__Task instructions__
For the word "nose", search the records and show each line in which it occurs.

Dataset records
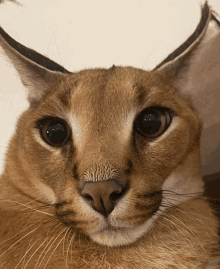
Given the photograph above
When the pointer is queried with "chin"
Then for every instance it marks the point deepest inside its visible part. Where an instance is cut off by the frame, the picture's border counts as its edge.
(114, 236)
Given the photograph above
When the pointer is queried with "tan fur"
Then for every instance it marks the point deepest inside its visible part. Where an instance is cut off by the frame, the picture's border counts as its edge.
(184, 237)
(163, 220)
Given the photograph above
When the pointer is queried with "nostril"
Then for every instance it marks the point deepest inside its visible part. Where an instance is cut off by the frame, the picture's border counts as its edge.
(88, 197)
(115, 195)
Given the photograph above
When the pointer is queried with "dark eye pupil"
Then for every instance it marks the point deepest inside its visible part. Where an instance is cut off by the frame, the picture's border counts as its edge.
(151, 123)
(54, 132)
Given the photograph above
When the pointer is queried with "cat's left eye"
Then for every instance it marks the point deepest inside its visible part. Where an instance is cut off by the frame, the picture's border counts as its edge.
(54, 132)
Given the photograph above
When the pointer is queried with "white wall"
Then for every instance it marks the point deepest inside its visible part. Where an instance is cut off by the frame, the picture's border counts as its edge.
(84, 33)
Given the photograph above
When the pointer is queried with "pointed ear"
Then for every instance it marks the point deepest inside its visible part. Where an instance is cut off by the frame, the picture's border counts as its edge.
(195, 69)
(35, 70)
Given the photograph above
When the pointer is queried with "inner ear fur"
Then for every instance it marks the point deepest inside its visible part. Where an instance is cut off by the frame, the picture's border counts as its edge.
(36, 71)
(194, 68)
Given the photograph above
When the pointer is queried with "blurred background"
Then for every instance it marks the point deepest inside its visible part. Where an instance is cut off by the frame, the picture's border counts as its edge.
(82, 34)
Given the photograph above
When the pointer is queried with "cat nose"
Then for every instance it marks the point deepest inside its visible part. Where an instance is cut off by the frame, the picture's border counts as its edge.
(103, 195)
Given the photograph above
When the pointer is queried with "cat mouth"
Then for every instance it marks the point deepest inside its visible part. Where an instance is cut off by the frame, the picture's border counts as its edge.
(114, 236)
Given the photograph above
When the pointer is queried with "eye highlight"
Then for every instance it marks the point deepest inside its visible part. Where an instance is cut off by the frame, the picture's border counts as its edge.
(152, 122)
(54, 131)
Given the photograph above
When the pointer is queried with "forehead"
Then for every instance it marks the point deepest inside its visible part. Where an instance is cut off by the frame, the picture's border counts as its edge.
(118, 89)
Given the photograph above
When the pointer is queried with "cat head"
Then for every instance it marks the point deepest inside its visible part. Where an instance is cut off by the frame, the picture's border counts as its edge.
(109, 147)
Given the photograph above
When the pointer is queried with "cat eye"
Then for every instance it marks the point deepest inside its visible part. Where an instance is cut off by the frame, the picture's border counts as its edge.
(152, 122)
(54, 131)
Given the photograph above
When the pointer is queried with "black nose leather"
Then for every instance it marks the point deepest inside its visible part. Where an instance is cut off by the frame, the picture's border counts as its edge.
(102, 195)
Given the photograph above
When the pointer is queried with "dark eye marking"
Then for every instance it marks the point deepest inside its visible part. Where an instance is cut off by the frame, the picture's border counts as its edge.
(54, 131)
(153, 122)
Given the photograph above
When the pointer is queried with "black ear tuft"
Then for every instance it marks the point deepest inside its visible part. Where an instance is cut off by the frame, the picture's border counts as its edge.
(181, 49)
(32, 55)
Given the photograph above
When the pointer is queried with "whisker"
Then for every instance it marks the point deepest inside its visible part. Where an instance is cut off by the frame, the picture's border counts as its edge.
(72, 238)
(31, 226)
(57, 245)
(26, 252)
(35, 253)
(11, 201)
(20, 240)
(60, 225)
(178, 227)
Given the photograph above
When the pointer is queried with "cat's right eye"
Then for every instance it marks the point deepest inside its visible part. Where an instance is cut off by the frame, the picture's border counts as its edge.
(152, 122)
(54, 131)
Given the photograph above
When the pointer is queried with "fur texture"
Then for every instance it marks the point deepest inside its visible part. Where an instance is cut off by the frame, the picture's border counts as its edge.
(162, 220)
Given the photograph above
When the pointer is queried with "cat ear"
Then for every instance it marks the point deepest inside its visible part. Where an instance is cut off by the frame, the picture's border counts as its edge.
(195, 69)
(35, 70)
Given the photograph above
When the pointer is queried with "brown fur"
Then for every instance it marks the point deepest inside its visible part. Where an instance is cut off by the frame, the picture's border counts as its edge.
(163, 220)
(185, 237)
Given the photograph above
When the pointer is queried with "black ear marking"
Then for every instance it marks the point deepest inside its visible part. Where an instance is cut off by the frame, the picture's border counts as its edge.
(191, 39)
(32, 55)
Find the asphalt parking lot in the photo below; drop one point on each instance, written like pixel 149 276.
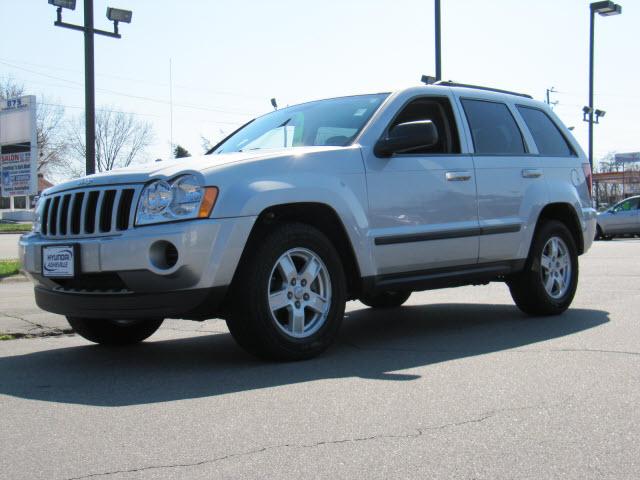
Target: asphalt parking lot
pixel 457 384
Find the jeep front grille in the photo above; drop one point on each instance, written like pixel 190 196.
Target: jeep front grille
pixel 89 212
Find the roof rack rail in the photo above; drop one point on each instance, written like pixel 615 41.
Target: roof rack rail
pixel 449 83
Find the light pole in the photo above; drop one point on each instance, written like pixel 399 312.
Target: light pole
pixel 438 42
pixel 605 9
pixel 116 15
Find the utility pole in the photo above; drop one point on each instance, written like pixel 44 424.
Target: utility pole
pixel 115 15
pixel 605 9
pixel 438 42
pixel 548 100
pixel 89 90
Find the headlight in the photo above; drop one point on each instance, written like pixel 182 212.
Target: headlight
pixel 182 198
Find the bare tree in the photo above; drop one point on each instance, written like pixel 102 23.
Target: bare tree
pixel 120 138
pixel 10 89
pixel 52 144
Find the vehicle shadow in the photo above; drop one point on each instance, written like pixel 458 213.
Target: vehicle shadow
pixel 371 345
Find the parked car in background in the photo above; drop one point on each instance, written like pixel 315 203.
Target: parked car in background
pixel 621 219
pixel 369 197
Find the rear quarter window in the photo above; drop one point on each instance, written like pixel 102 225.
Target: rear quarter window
pixel 546 134
pixel 493 128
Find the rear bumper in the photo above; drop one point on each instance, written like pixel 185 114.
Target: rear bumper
pixel 589 225
pixel 189 304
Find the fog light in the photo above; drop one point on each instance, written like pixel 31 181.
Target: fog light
pixel 163 255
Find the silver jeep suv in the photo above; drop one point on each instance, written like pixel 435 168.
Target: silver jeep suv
pixel 368 197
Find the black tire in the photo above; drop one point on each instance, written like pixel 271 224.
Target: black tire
pixel 527 287
pixel 250 320
pixel 114 332
pixel 385 299
pixel 599 235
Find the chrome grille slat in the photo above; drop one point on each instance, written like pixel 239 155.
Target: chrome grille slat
pixel 69 213
pixel 83 212
pixel 114 210
pixel 96 220
pixel 119 203
pixel 59 215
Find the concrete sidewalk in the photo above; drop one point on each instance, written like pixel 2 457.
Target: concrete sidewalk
pixel 9 246
pixel 19 314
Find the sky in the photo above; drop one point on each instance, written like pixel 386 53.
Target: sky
pixel 229 58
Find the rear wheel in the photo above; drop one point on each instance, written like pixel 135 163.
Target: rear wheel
pixel 114 332
pixel 289 295
pixel 385 299
pixel 550 278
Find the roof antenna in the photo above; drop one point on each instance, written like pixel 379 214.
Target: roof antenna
pixel 428 79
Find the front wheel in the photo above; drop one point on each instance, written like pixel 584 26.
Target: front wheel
pixel 550 278
pixel 114 332
pixel 289 294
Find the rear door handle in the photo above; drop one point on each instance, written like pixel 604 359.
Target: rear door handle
pixel 531 173
pixel 462 176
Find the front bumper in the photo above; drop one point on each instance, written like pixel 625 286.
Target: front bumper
pixel 190 304
pixel 118 278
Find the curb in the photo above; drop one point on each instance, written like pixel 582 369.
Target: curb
pixel 17 278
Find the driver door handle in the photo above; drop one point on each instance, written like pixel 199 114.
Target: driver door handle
pixel 461 176
pixel 531 173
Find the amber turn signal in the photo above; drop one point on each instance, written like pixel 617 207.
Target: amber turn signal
pixel 208 201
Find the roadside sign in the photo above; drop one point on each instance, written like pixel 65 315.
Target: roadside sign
pixel 18 147
pixel 627 157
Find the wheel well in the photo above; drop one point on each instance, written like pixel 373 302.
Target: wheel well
pixel 565 213
pixel 325 219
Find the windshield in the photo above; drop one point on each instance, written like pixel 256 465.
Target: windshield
pixel 333 122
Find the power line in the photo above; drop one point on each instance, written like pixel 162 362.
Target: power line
pixel 132 113
pixel 131 79
pixel 138 97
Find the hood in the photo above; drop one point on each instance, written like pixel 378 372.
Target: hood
pixel 142 173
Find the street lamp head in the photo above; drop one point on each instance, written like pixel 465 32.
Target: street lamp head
pixel 69 4
pixel 428 79
pixel 606 8
pixel 119 15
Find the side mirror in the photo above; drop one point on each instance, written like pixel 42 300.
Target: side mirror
pixel 407 136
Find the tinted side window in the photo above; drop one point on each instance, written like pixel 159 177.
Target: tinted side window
pixel 438 110
pixel 545 133
pixel 493 128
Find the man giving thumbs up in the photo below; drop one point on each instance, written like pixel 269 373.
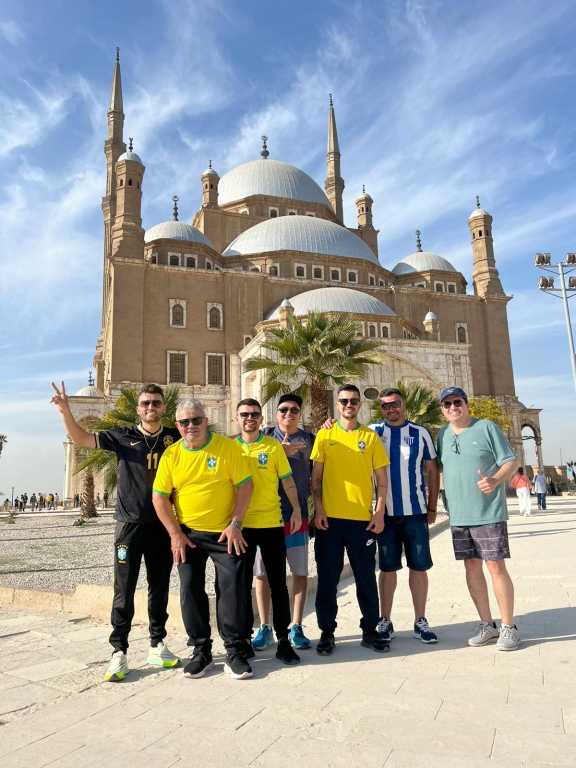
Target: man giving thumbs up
pixel 476 460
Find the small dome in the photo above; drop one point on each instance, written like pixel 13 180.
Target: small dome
pixel 422 261
pixel 272 178
pixel 88 391
pixel 305 234
pixel 335 300
pixel 130 156
pixel 477 212
pixel 176 230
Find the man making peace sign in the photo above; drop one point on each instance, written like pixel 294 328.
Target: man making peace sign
pixel 477 460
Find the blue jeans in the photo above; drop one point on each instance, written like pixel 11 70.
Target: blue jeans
pixel 360 544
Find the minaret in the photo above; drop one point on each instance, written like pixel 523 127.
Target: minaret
pixel 127 232
pixel 334 184
pixel 114 146
pixel 485 275
pixel 210 181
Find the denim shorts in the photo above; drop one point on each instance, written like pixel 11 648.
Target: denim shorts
pixel 409 532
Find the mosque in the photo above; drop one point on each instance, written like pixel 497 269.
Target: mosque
pixel 188 304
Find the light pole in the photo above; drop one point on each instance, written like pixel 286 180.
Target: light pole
pixel 546 284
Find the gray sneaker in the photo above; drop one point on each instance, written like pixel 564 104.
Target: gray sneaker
pixel 485 633
pixel 509 638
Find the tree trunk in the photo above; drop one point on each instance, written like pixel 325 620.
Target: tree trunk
pixel 87 504
pixel 318 404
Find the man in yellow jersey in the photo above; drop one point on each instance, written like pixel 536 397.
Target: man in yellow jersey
pixel 345 458
pixel 211 486
pixel 263 527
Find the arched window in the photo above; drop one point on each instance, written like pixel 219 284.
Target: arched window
pixel 177 314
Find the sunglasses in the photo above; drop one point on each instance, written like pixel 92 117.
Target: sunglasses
pixel 196 421
pixel 393 404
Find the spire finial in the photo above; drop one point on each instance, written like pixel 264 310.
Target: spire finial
pixel 264 152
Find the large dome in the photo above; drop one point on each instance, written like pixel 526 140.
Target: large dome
pixel 269 177
pixel 176 230
pixel 335 300
pixel 305 234
pixel 422 261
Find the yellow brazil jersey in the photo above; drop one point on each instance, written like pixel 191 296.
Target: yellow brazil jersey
pixel 204 481
pixel 266 461
pixel 349 459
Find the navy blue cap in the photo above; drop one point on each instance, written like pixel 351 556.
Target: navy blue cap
pixel 453 391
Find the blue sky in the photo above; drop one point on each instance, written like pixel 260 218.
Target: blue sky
pixel 436 102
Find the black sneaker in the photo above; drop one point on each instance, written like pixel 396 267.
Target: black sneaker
pixel 371 639
pixel 286 653
pixel 199 663
pixel 326 644
pixel 237 666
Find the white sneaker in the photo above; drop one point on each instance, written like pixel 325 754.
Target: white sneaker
pixel 509 639
pixel 161 656
pixel 118 667
pixel 485 633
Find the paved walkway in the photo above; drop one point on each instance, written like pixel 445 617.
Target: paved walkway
pixel 447 705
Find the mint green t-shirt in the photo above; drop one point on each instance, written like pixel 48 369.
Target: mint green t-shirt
pixel 481 446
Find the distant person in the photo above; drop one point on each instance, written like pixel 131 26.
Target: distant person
pixel 522 485
pixel 477 460
pixel 139 534
pixel 540 489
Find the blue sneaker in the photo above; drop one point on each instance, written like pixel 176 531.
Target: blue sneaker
pixel 264 638
pixel 298 639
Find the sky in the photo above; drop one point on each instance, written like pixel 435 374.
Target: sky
pixel 436 102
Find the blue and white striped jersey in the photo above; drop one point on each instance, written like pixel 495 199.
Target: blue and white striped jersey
pixel 408 447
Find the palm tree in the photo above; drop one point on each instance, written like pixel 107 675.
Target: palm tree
pixel 123 414
pixel 422 405
pixel 311 356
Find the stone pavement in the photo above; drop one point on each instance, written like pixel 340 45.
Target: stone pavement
pixel 447 705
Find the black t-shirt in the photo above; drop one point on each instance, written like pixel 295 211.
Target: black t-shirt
pixel 138 458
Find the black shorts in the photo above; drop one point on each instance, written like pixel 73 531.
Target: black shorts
pixel 484 542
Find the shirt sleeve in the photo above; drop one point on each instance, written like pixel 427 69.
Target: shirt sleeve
pixel 429 450
pixel 379 456
pixel 109 440
pixel 318 454
pixel 282 463
pixel 503 452
pixel 239 471
pixel 163 481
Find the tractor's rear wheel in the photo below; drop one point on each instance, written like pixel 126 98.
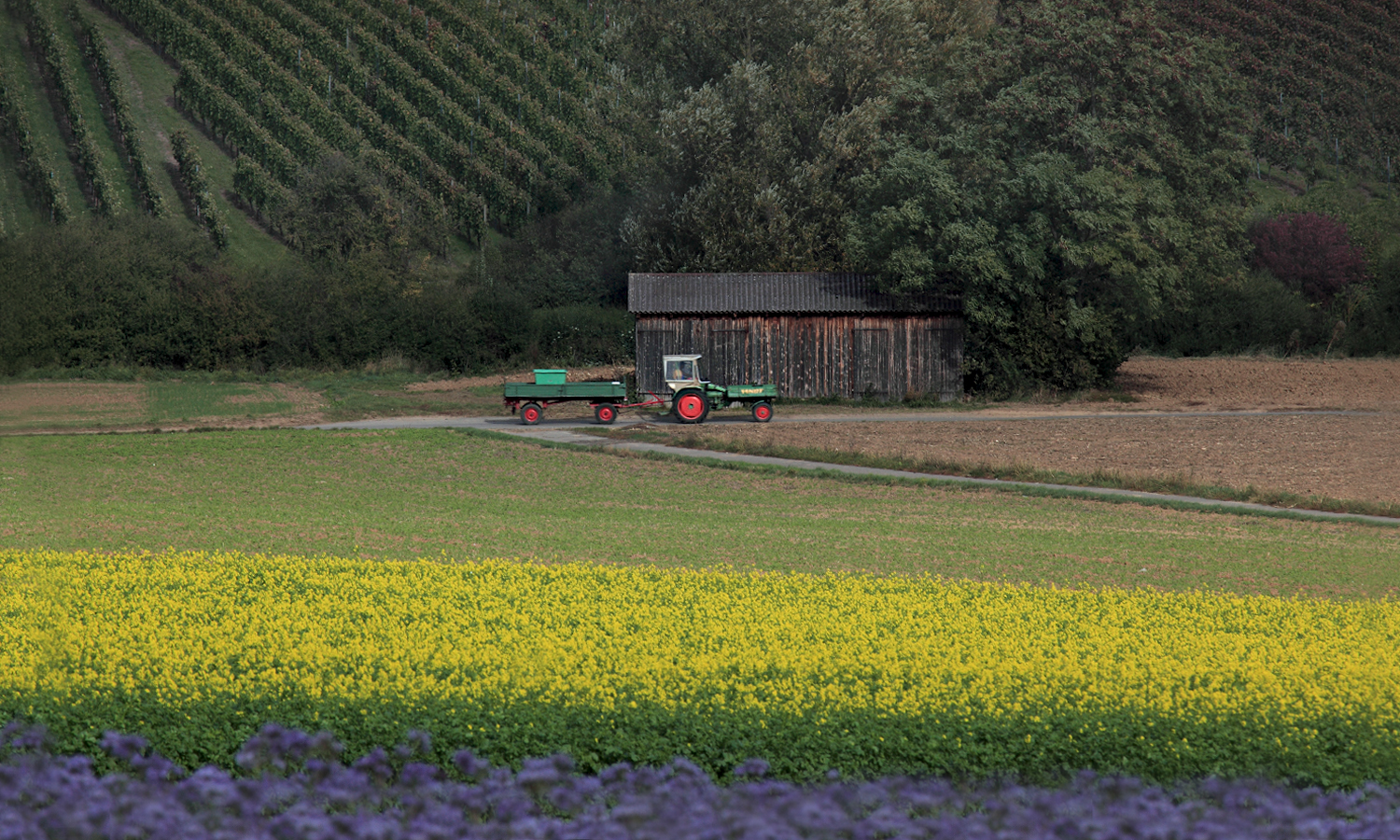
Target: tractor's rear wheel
pixel 691 406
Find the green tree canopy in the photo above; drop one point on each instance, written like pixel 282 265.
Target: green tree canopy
pixel 758 153
pixel 1074 175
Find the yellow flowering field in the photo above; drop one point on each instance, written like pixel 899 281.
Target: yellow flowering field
pixel 870 675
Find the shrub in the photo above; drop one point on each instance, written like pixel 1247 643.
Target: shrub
pixel 1309 252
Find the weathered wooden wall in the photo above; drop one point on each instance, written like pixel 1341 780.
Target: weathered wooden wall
pixel 851 356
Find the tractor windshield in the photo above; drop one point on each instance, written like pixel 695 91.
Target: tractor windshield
pixel 680 370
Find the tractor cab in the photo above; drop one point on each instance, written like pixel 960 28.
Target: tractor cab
pixel 682 371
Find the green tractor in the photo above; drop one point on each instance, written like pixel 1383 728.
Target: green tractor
pixel 692 397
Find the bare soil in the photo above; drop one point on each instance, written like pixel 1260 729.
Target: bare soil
pixel 1352 456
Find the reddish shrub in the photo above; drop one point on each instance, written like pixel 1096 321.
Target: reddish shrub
pixel 1309 252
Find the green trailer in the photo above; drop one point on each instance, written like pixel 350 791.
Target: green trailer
pixel 689 398
pixel 551 386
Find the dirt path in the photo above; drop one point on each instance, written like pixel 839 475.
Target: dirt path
pixel 1352 456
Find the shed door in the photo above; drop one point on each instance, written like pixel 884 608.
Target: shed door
pixel 871 361
pixel 727 356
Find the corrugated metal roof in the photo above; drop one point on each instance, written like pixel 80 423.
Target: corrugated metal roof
pixel 778 291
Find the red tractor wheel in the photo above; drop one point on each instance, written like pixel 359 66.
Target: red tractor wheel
pixel 691 406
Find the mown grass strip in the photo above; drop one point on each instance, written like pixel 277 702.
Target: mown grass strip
pixel 1176 484
pixel 422 492
pixel 868 675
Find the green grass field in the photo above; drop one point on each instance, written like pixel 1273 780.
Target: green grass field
pixel 406 495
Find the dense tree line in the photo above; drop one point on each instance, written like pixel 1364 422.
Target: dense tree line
pixel 1080 173
pixel 1077 171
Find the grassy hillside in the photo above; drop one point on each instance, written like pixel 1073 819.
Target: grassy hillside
pixel 490 115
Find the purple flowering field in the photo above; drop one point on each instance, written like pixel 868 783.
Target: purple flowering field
pixel 296 786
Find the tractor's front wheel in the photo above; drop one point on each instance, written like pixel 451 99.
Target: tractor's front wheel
pixel 691 406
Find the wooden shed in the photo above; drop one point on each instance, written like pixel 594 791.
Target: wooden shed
pixel 812 333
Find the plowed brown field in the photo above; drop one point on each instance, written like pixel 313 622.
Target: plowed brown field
pixel 1352 456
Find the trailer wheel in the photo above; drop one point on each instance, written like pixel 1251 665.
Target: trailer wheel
pixel 691 406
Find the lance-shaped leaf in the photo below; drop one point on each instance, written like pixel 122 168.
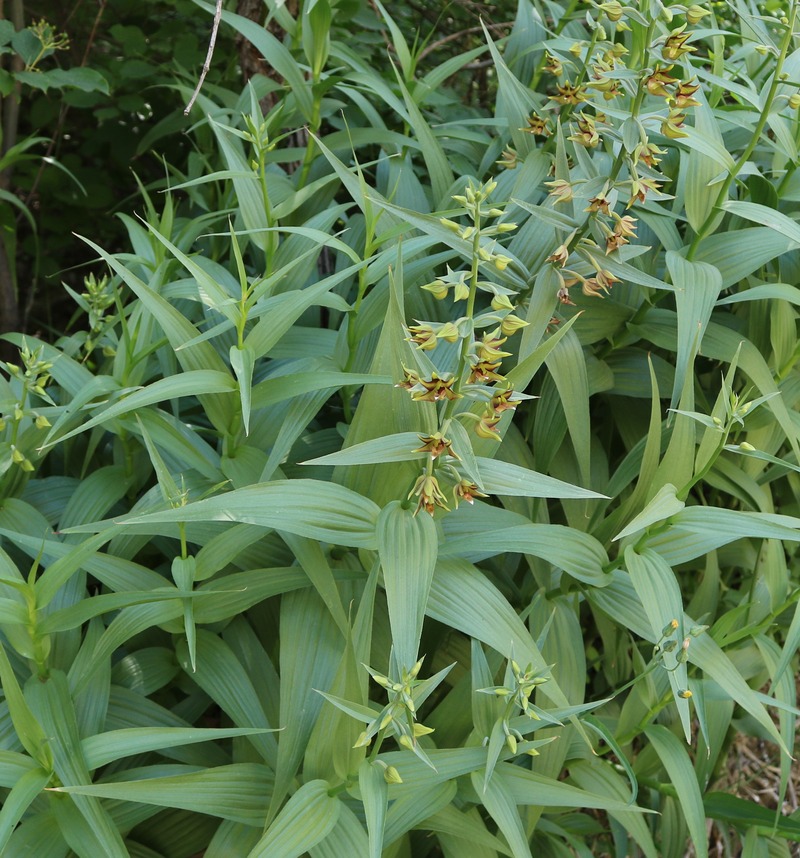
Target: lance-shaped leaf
pixel 320 510
pixel 237 792
pixel 679 768
pixel 308 816
pixel 407 546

__Completed task__
When the pointer is queried with "cat nose"
When the pointer is queried with "black nose leather"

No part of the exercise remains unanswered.